[Detection annotation records]
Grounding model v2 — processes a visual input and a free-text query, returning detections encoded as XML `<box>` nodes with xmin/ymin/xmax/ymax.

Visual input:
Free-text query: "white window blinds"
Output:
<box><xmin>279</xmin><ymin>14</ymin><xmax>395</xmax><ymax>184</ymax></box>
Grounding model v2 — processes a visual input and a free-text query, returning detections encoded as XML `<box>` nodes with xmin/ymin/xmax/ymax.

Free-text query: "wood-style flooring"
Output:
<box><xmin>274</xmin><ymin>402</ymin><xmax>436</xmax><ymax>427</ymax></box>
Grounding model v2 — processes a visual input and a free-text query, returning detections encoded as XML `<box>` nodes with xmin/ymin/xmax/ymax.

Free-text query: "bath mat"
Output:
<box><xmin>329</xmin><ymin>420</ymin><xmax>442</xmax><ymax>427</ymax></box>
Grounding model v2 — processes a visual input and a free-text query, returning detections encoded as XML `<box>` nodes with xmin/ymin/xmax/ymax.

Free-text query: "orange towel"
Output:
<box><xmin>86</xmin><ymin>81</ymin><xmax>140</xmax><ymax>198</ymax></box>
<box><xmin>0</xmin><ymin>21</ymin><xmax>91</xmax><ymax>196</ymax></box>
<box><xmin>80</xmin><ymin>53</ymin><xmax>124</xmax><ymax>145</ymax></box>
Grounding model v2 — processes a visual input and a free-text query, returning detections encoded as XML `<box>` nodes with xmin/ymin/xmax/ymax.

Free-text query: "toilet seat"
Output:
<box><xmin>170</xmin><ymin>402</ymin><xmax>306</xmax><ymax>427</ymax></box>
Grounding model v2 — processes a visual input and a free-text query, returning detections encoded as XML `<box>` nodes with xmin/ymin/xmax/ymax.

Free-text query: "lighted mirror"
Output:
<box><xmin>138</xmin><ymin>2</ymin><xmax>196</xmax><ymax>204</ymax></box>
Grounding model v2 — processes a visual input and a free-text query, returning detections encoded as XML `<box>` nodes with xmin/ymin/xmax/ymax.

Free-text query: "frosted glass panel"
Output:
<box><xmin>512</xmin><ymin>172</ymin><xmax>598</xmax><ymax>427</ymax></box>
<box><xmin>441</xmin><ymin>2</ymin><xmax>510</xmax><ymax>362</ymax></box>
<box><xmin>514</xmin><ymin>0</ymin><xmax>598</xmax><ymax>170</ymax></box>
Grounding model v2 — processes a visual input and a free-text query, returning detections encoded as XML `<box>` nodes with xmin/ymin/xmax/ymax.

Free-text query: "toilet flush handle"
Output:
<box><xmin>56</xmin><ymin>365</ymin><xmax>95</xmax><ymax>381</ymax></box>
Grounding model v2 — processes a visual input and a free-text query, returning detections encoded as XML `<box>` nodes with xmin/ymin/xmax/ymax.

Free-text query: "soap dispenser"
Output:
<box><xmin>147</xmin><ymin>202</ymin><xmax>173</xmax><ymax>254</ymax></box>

WORK TO DO: Pick out each line in the rows above that contains the word "toilet", and copy those lines in order.

THE RESULT:
Free-text query: "toilet seat"
Free-text query: "toilet flush handle"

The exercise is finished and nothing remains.